### YOUR GOAL
Present each line of the records below as a numbered list, skipping any blank lines and leaving the pictures out.

Stored data
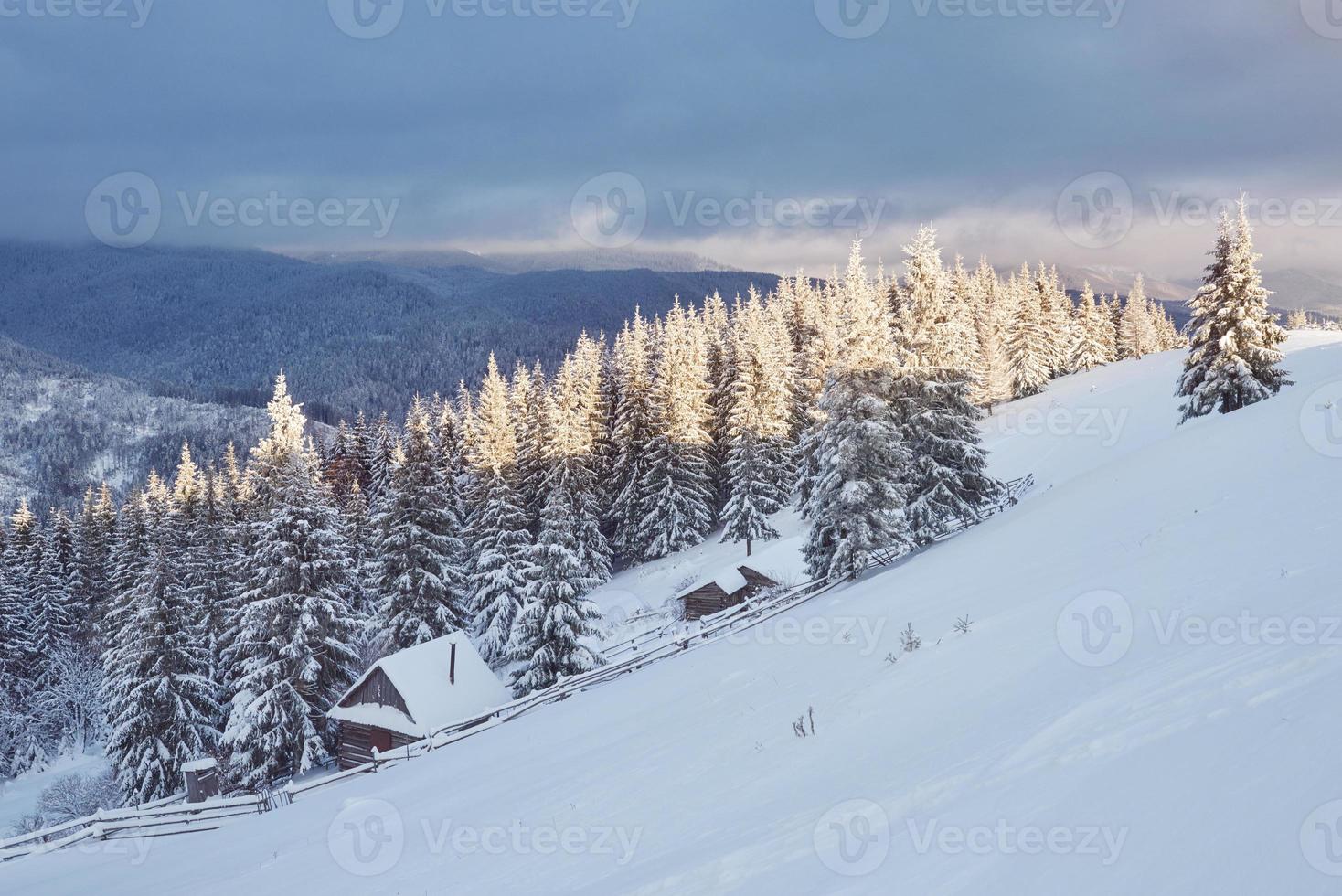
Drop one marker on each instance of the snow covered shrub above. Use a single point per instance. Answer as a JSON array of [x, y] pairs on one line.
[[909, 640], [77, 795], [799, 727]]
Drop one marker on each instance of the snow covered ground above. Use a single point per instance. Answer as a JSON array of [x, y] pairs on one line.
[[19, 795], [1146, 702]]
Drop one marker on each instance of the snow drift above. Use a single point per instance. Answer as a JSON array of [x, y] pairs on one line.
[[1145, 702]]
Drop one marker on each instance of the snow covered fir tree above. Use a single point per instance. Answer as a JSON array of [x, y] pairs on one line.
[[221, 611], [1233, 357]]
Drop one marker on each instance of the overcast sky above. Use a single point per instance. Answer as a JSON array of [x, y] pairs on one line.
[[764, 133]]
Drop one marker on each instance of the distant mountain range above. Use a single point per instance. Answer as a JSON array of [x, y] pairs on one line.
[[524, 263], [65, 430], [1291, 289], [352, 333]]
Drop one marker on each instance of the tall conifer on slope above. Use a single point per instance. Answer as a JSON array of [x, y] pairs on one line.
[[941, 422], [383, 445], [719, 361], [158, 691], [1233, 355], [1028, 342], [816, 358], [527, 400], [992, 316], [498, 537], [1137, 336], [1107, 322], [573, 464], [93, 562], [857, 503], [14, 588], [676, 494], [20, 666], [212, 580], [295, 635], [1089, 333], [633, 436], [421, 582], [759, 462], [548, 634]]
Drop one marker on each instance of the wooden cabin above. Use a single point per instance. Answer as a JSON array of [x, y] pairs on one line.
[[410, 695], [729, 588]]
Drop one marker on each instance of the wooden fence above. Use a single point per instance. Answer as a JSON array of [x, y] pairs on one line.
[[674, 639]]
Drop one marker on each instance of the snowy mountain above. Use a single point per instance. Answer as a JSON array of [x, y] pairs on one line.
[[1110, 281], [217, 325], [1310, 290], [591, 259], [65, 430], [1144, 703]]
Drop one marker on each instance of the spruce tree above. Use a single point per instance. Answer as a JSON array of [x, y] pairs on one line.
[[946, 479], [857, 503], [760, 467], [1137, 335], [421, 554], [157, 688], [498, 536], [547, 636], [1028, 347], [633, 436], [295, 634], [1089, 333], [676, 491], [1233, 355]]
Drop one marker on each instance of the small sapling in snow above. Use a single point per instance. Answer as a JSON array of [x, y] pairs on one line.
[[799, 727], [911, 640]]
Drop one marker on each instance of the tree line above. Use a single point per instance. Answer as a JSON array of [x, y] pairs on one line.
[[223, 609]]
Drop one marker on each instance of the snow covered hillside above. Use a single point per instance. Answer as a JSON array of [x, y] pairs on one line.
[[1146, 702]]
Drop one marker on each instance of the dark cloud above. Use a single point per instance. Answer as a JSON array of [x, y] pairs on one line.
[[482, 126]]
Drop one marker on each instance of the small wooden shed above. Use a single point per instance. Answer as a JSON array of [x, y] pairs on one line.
[[407, 697], [729, 588]]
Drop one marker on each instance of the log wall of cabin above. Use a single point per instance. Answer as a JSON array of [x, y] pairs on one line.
[[356, 743], [376, 689]]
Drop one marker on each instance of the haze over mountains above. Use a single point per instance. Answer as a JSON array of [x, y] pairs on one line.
[[218, 325], [101, 336], [109, 359]]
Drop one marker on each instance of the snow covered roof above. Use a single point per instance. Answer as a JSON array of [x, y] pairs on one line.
[[421, 675], [730, 580]]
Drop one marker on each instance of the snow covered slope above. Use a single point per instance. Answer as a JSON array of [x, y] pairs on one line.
[[1146, 702]]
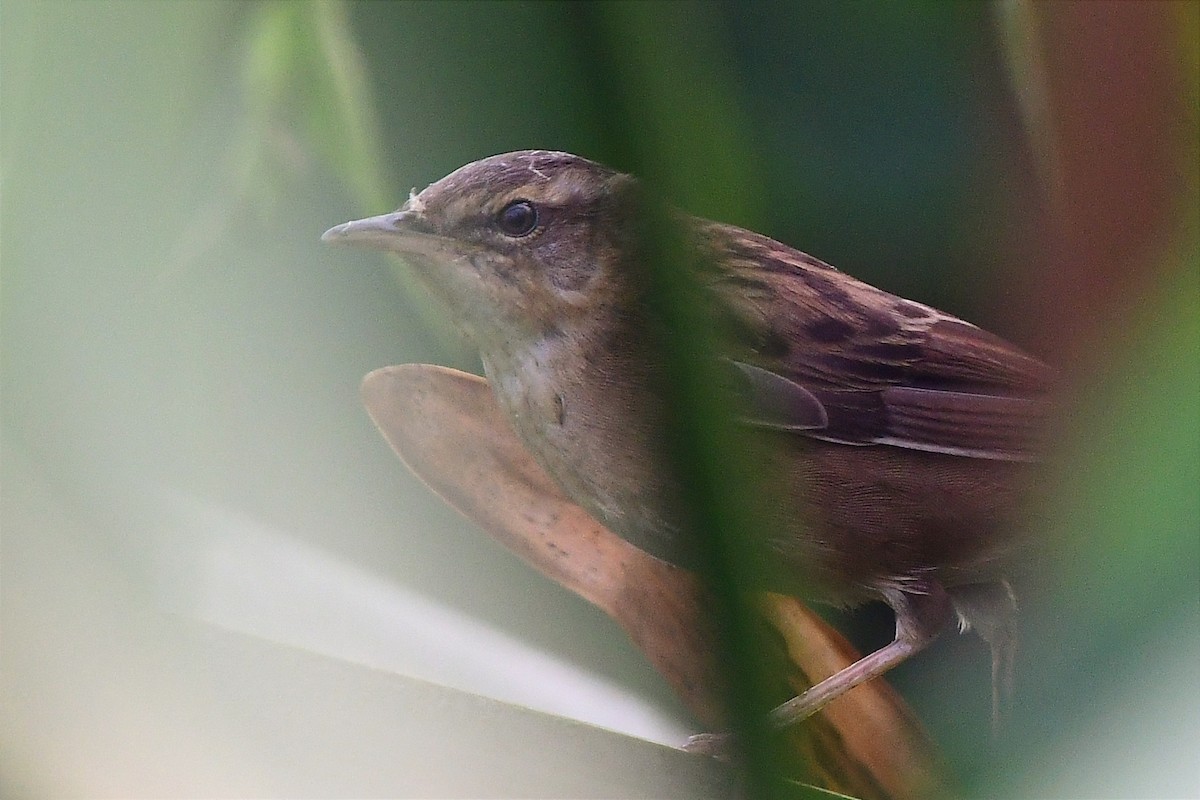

### RESULT OF THE EXERCISE
1. Drop one marker on each instance of the snow covered shrub above. Use a single point per instance. Answer as a JSON array of [x, y] pairs on one line.
2. [[909, 640], [77, 795], [799, 727]]
3. Drop one marker on each instance of the snow covered ground above. Use a single point per instance. Answer as a JSON array of [x, y] pairs on one line.
4. [[19, 795], [1146, 702]]
5. Drop one marker on each instance of the snow drift above. Use a single point per instance. Answer as a JSON array of [x, y] pairs on one line.
6. [[1145, 702]]
7. Drop one marker on each instance of the snow covered fir tree above. Use a single point per instance. Answer as a JSON array of [x, y] pairs on one line.
8. [[221, 611], [1233, 357]]
9. Drop one marker on each instance of the overcast sky above. Use a single point per instance. Answer as a JSON array of [x, y] pairs on one line.
10. [[764, 133]]
11. Drop one marker on each instance of the distant mountain range above. Use a single point per instance. Answer as a JSON array of [x, y] pairs on one line.
12. [[524, 263], [65, 430], [1291, 289], [352, 333]]
13. Drop one marker on each instance of the tall conifer on slope above. Use a single point per instance. Answer as a JSON array of [x, y] pairs on one line.
14. [[941, 422], [383, 445], [719, 361], [158, 691], [1233, 355], [1028, 342], [816, 358], [527, 400], [992, 316], [498, 537], [1137, 336], [1107, 322], [573, 464], [93, 562], [857, 503], [14, 588], [676, 494], [20, 666], [212, 580], [295, 635], [1089, 333], [633, 436], [421, 582], [759, 462], [548, 634]]
15. Drop one marker on each instance of the wooden cabin above. Use a single point per instance. Answer as a JSON array of [x, y] pairs on one line.
16. [[410, 695], [729, 588]]
17. Drop one marker on each instance of the wooden fence above. Use a single point per instance. Answer as a JSON array of [x, y] pairs on one line.
18. [[674, 639]]
19. Drop one marker on each instance of the snowy mountain above. Use a single point per instance. Answer as a JSON array of [x, y] pairs on one line.
20. [[1110, 281], [217, 325], [1310, 290], [591, 259], [65, 430], [1144, 703]]
21. Drop one marker on each instance of the spruce tree above. Use a single point per instance. Answer as a JSON array of [x, y] pairs on one line.
22. [[946, 479], [857, 503], [760, 467], [1137, 335], [421, 554], [157, 688], [498, 536], [547, 636], [1028, 347], [633, 436], [295, 634], [1089, 333], [676, 491], [1233, 355]]
23. Drop one marker on each instance of the small sapling in snow above. Use a single point per instance. Answer as a JSON array of [x, y] pairs on one line.
24. [[799, 727], [911, 640]]
25. Drop one marker on each instance of the tree line above. Use a single point per instance. Answer as a JSON array of [x, y] pairs on one line.
26. [[223, 609]]
27. Drop one marker on each instance of the snow covered hillside above. Use a single point per instance. Answer as a JSON array of [x, y] pairs on one line.
28. [[1146, 702]]
29. Drop one marker on each instance of the dark cloud above. Use a single point per instance. Answer as a JSON array of [x, y] pairs on one line.
30. [[482, 126]]
31. Drop one marker on each instance of the small wooden shed above. Use a single point per instance. Answer as a JSON array of [x, y] pairs on one line.
32. [[407, 697], [729, 588]]
33. Drop one marker on each instance of the log wall of cabin above. Use a single point per instance. Answer as a JSON array of [x, y] pairs on one line.
34. [[356, 743], [376, 689]]
35. Drop one marker on each instance of the haze over mountains above. Use a single point per instance. Answer as a JSON array of [x, y] pairs on one line.
36. [[218, 325], [101, 336], [109, 359]]
37. Drop one marker on each instance of the snow covered roof above. Use a single point per instance. Answer as a JSON array of [x, y] pairs on one line.
38. [[421, 675], [730, 580]]
39. Drop one marker on each instance of the snow covered slope above. Use a single point per instance. Answer as a JSON array of [x, y] pairs on one line.
40. [[1146, 702]]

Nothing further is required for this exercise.